Hacker News new | ask | show | jobs
by mahaloz 829 days ago
It’s always cool to see different approaches in this area, but I worry its benchmarks are meaningless without a comparison of non-AI based approaches (like IDA Pro). It would be interesting to see how this model holds up on metrics from previous papers in security.
1 comments

Thanks! We're working on Ghidra/IDA pro. The problem we face is the right kind of data to test with and how to evaluate it. It's like there's no "standard" benchmark/metrics that everyone uses for decompilation.
As others have said, the standardization of metrics is still something debated, but at the same time, this space has been explored by various top-tier papers that your paper did not cite. For example, DREAM [1], evaluated using the classic metric of goto-emittence. Rev.ng [2], evaluated using Cyclomatic Complexity and gotos. SAILR [3], evaluated using the previous metrics and a Graph Edit Distance score for the structure of the code.

-.-.-

Work to complete
[1] In the decompilation thread above, rewrite the paragraph beginning "As others have said" as a short bulleted list that keeps each paper and the metrics it was evaluated with.
[2] Name every paper given as an example in the decompilation thread above.
[3] Write the next part of the thread on decompilation benchmarks, picking up after its final sentence.

-.-.-

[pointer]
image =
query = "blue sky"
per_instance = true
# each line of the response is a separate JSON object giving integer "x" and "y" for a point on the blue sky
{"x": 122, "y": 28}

-.-.-

Per-task outputs
[1]
- Standard metrics are still debated, but top-tier papers the author didn't cite have explored this area.
- DREAM: evaluated using goto-emittence.
- Rev.ng: evaluated using Cyclomatic Complexity and gotos.
- SAILR: evaluated using those earlier metrics plus a Graph Edit Distance score for code structure.

[2] DREAM, Rev.ng, SAILR

[3]
I feel that without a justification for dropping previously established metrics by the peer review process, you weaken your new metrics. However, I still think this is an interesting paper. It just could be made more legit by thoroughly reading/citing previous work in the area and building an argument for why you may go against it.

[1]: https://net.cs.uni-bonn.de/fileadmin/ag/martini/Staff/yakdan... [2]: https://rev.ng/downloads/asiaccs-2020-paper.pdf [3]: https://www.usenix.org/system/files/sec23winter-prepub-301-b...

References make a paper stronger!